:: Goal of the exercise ::
Where does the string "feather" appear in the material? Copy each line that holds it.

╭─ Material to process

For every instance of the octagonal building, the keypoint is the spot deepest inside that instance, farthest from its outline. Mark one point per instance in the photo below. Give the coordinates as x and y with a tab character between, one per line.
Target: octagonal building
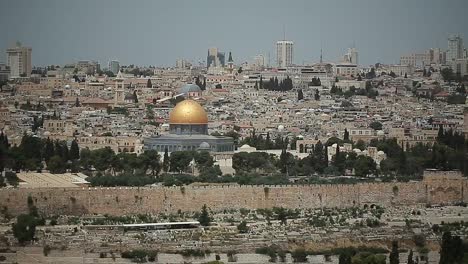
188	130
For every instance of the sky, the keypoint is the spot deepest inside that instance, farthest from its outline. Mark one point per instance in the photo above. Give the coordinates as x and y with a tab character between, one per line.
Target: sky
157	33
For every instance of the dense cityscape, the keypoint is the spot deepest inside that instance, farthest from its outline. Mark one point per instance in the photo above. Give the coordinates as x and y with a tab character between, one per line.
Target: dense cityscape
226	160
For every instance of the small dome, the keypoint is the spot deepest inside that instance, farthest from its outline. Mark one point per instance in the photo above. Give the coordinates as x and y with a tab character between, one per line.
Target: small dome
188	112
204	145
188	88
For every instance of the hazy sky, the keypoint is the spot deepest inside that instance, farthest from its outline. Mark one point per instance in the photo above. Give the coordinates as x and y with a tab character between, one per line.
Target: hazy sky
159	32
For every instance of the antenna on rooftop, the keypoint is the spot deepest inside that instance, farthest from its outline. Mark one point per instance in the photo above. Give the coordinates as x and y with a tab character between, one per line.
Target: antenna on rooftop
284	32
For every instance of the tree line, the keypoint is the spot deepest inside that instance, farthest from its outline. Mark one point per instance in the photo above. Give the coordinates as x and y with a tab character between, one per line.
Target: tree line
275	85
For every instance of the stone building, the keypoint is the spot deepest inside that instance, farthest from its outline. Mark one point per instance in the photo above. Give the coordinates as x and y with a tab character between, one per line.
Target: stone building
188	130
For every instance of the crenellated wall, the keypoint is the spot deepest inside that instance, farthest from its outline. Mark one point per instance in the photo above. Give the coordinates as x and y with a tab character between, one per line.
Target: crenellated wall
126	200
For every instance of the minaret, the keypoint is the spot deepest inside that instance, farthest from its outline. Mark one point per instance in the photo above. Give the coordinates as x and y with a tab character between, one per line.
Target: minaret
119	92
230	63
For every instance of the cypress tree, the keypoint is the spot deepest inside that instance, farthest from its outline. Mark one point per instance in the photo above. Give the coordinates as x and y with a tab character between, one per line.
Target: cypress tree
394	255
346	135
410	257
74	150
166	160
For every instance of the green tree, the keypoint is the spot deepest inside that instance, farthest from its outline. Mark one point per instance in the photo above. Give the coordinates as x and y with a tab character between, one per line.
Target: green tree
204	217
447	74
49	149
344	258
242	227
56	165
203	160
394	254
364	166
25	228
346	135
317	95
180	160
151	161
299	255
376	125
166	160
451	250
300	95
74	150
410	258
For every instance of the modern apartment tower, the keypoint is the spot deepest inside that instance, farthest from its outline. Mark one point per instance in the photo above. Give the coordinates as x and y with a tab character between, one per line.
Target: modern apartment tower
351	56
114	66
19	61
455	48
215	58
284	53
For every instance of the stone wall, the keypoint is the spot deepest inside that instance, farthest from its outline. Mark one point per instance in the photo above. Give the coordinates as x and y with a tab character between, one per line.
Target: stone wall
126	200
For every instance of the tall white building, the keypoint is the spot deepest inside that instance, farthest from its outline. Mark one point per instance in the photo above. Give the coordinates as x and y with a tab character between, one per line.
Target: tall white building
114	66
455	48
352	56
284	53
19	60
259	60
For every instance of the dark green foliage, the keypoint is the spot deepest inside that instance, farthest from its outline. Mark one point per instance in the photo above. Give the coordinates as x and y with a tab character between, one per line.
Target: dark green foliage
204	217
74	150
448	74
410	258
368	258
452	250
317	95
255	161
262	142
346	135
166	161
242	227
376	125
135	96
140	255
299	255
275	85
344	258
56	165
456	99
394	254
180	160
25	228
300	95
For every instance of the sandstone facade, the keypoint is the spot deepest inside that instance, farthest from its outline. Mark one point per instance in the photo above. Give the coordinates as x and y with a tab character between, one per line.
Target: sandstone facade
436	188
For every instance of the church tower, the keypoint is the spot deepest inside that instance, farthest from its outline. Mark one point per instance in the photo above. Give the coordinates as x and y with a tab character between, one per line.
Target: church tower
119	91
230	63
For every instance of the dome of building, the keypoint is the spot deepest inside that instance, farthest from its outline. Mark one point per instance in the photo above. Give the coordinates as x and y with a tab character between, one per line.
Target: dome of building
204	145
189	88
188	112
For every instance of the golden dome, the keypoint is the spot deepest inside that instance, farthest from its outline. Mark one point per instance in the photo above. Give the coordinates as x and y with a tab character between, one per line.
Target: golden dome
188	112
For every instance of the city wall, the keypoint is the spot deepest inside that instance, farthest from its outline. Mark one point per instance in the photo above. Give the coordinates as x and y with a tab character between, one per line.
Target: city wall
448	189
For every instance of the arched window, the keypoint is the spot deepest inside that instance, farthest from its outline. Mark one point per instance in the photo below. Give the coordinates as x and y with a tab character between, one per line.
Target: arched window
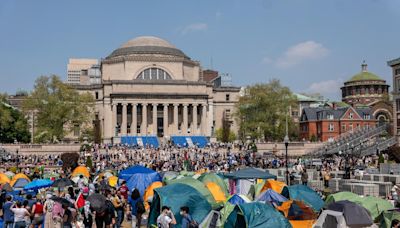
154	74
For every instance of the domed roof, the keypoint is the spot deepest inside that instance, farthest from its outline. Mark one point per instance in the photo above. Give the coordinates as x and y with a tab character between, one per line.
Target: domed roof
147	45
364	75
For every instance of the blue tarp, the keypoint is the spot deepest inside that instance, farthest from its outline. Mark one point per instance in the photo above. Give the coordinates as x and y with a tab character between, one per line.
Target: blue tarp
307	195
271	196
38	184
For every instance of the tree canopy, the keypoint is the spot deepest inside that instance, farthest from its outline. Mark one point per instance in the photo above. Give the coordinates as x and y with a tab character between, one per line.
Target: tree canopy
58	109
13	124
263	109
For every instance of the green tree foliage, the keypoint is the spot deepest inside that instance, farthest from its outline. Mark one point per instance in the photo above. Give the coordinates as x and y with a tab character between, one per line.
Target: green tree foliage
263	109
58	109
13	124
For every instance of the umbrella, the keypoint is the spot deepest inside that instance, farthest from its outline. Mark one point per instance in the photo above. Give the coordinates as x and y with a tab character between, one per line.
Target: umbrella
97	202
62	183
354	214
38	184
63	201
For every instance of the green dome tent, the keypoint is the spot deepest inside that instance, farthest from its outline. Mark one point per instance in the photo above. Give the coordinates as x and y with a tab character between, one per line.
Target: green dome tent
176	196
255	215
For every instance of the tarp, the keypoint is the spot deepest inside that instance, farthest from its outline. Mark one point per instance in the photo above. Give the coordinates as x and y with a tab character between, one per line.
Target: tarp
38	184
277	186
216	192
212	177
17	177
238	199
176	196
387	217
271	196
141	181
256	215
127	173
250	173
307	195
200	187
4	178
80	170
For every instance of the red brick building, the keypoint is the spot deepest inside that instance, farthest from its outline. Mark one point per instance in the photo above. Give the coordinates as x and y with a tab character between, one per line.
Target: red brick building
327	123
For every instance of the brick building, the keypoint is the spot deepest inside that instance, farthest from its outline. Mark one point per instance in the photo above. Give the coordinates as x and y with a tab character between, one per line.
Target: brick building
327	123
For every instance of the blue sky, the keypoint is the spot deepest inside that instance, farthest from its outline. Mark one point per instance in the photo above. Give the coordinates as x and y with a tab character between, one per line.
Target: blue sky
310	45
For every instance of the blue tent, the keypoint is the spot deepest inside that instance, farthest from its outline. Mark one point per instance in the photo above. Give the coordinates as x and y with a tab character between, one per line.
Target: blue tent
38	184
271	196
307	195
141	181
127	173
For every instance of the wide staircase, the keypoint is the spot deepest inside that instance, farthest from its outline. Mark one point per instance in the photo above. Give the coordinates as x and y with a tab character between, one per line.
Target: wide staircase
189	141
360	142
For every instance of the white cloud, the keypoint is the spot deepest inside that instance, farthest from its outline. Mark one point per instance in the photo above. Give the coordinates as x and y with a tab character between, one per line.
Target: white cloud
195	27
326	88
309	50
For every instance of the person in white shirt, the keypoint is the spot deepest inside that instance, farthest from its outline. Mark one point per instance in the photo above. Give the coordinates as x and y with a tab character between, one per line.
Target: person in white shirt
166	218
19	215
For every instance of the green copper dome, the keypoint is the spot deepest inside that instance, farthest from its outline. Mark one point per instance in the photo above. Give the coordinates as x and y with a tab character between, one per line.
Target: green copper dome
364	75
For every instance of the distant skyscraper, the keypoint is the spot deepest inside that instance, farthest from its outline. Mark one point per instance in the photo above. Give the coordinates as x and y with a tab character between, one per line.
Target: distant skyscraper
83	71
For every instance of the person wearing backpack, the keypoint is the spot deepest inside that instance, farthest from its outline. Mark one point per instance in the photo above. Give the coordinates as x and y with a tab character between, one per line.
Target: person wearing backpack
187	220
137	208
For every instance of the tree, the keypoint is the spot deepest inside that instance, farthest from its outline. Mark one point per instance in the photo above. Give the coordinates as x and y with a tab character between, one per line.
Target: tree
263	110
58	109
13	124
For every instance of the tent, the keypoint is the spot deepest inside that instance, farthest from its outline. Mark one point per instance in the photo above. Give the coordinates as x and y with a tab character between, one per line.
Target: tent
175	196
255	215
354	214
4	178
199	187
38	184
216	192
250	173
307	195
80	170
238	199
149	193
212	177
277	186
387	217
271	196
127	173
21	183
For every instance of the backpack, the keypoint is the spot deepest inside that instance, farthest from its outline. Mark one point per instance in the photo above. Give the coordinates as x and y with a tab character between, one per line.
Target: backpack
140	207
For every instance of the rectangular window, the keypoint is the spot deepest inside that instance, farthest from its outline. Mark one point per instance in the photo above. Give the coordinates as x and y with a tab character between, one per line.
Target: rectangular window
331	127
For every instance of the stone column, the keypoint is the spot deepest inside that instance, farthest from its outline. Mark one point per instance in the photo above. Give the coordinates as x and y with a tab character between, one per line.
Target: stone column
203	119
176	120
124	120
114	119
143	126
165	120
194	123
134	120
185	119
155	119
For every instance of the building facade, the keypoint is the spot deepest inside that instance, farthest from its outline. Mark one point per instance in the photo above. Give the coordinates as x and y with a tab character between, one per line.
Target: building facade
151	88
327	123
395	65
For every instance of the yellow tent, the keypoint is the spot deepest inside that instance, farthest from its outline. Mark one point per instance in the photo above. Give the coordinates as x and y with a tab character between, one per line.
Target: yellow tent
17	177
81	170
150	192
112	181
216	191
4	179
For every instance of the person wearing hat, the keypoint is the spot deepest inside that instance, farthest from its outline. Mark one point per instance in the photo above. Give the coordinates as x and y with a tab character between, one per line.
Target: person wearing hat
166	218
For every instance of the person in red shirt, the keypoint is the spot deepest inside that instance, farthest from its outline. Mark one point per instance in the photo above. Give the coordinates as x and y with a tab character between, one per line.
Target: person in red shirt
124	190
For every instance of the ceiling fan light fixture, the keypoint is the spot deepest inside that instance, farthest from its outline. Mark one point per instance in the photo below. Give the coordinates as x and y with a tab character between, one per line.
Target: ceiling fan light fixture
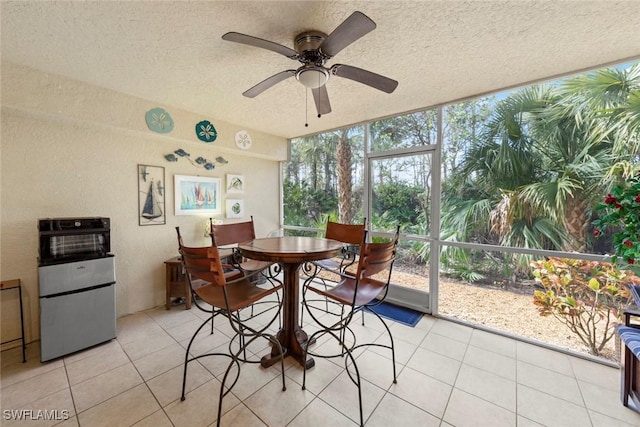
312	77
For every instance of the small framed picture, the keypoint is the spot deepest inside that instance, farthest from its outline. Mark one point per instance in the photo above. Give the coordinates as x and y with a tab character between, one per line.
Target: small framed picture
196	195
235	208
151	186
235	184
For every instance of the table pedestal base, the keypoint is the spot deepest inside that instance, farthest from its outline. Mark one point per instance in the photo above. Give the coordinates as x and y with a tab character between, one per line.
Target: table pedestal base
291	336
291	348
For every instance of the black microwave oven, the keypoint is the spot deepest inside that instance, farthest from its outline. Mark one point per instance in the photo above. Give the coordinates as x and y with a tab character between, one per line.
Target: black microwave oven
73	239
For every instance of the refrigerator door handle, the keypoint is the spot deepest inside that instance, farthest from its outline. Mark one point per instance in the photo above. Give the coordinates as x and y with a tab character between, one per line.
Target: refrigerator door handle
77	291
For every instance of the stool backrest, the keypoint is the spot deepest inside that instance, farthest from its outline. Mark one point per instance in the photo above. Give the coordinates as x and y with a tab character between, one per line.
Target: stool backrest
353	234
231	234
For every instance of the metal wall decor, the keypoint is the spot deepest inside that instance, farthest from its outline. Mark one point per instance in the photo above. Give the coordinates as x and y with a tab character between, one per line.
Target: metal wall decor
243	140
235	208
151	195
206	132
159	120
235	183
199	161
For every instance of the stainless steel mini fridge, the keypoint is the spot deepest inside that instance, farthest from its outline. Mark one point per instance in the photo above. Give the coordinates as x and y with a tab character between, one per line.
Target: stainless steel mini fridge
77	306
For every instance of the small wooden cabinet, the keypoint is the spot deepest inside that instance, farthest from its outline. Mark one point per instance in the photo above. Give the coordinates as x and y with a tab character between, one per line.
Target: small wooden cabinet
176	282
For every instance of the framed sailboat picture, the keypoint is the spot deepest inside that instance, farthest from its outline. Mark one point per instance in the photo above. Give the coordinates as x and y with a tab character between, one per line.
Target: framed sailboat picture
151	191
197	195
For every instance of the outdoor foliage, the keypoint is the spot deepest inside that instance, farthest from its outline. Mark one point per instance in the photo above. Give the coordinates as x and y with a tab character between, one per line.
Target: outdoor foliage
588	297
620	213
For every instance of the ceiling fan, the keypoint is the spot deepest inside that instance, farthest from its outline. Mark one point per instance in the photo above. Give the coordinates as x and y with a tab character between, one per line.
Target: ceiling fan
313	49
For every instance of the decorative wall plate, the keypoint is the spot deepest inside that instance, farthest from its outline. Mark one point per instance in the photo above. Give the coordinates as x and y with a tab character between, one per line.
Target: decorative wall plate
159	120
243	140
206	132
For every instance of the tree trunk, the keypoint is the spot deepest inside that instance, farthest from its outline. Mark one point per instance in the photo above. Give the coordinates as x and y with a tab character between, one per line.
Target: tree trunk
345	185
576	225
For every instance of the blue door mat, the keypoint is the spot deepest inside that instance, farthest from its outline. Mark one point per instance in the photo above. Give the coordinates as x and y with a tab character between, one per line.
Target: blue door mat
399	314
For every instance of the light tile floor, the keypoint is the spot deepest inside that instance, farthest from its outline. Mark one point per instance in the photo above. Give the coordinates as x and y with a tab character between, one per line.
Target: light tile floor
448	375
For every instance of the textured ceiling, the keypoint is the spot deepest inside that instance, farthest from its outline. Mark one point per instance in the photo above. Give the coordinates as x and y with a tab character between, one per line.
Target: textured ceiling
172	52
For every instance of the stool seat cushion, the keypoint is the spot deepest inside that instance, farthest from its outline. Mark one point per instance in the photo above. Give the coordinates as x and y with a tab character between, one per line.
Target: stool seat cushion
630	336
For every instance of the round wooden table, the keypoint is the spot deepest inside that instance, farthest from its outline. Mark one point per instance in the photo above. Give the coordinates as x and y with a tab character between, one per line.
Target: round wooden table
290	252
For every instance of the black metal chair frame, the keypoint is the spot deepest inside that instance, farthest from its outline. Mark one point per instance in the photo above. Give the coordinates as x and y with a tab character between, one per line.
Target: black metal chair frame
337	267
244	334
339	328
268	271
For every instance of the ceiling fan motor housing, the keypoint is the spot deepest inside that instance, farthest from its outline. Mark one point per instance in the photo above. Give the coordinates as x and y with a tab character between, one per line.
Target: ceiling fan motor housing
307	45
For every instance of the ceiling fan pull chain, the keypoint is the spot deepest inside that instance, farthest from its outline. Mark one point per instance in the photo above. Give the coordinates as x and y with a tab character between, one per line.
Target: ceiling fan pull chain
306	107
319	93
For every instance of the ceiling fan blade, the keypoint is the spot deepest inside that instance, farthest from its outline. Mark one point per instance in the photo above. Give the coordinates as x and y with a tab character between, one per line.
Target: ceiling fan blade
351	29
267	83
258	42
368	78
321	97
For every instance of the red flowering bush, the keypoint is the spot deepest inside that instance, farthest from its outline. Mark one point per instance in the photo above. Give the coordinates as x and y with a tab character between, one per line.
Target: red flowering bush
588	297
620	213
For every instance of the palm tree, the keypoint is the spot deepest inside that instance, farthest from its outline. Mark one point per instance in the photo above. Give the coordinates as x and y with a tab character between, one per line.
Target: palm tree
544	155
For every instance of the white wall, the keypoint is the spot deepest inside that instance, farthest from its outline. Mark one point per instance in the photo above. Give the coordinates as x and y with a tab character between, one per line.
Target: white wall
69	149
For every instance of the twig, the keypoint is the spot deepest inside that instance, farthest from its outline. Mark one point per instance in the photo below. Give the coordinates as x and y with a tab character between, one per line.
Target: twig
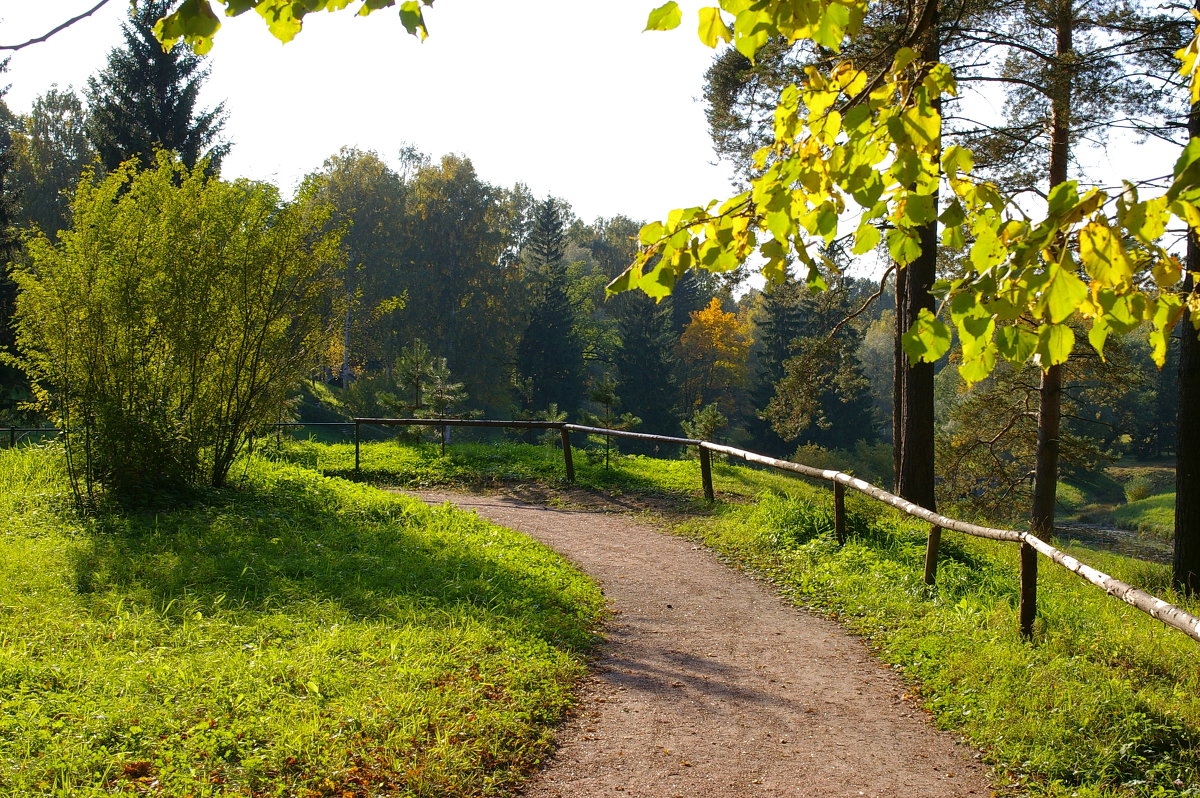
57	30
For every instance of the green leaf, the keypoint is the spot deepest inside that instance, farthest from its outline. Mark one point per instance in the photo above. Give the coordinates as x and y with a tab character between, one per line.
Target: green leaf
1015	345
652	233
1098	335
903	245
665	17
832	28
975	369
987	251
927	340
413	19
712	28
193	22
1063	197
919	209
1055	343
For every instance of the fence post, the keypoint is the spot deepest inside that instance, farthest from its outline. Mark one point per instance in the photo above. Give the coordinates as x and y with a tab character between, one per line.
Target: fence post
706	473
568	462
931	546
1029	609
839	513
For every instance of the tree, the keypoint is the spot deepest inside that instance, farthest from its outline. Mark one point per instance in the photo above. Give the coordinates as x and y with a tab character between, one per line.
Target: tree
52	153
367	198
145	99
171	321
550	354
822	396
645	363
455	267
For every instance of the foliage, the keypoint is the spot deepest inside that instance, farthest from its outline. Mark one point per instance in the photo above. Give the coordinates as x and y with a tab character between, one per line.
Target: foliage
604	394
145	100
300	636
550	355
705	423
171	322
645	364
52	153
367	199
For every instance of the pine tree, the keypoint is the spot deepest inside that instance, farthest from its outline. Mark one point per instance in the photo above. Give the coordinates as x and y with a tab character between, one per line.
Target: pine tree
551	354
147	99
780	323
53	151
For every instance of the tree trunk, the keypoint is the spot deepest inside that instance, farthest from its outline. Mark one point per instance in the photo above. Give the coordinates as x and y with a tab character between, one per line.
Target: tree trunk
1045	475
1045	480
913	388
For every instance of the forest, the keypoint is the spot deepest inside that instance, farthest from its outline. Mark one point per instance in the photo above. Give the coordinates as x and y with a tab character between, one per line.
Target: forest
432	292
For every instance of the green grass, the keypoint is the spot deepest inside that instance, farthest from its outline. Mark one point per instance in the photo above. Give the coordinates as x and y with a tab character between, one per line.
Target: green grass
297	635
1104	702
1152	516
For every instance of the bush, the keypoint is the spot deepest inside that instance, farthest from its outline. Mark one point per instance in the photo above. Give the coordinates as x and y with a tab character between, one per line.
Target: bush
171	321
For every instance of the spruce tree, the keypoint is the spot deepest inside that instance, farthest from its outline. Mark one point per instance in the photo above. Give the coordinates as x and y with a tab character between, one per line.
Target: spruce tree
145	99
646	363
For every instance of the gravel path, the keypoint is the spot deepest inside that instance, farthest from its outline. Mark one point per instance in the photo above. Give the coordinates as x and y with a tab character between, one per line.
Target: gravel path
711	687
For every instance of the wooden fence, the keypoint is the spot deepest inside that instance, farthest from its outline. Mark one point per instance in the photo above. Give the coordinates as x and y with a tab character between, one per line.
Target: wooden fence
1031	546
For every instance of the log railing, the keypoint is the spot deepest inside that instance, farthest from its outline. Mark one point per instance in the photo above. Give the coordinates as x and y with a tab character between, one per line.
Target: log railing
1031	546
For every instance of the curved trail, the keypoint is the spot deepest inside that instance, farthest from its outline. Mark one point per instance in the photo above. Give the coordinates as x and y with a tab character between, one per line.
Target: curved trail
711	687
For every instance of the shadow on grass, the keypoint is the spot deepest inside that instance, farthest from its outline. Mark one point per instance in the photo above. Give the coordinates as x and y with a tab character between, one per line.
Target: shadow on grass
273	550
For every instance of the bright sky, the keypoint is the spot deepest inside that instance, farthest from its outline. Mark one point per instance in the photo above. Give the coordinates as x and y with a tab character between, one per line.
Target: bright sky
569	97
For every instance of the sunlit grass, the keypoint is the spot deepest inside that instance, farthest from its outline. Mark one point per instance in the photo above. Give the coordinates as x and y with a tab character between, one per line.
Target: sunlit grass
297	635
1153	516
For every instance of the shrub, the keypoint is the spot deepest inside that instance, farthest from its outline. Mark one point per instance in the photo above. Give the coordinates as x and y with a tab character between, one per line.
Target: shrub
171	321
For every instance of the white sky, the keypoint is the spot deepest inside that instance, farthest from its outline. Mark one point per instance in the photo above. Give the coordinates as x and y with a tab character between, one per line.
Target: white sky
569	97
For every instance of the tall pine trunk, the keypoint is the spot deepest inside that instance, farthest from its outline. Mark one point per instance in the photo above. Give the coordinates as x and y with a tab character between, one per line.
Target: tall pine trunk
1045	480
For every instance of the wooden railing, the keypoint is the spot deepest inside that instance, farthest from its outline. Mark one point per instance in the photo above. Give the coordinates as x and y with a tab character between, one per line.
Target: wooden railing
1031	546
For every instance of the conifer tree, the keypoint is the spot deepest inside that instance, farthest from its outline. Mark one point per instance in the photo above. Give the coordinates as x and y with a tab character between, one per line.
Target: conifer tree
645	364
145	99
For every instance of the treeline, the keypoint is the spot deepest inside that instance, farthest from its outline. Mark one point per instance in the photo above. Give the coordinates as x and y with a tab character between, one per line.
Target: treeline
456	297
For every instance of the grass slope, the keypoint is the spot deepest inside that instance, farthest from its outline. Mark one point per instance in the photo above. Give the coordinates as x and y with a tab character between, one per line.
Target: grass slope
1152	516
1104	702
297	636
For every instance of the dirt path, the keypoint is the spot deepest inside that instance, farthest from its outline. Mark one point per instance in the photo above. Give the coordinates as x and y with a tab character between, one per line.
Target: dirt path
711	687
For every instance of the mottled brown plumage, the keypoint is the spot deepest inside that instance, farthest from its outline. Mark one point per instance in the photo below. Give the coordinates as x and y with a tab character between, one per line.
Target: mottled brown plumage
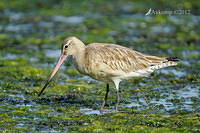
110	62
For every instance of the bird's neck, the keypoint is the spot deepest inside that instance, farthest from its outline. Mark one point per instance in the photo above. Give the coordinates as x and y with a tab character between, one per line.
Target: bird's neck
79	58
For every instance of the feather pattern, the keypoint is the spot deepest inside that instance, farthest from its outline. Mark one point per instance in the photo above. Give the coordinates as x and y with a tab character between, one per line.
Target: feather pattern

╰─

:: Written answer ::
For every instance of the feather pattern, the keypoint is the spot deepest inside that instance, farthest from its outline. Mark one point per instance in the photo above. Give the coordinates as x and y with a tab character between, one per line.
Target: feather pattern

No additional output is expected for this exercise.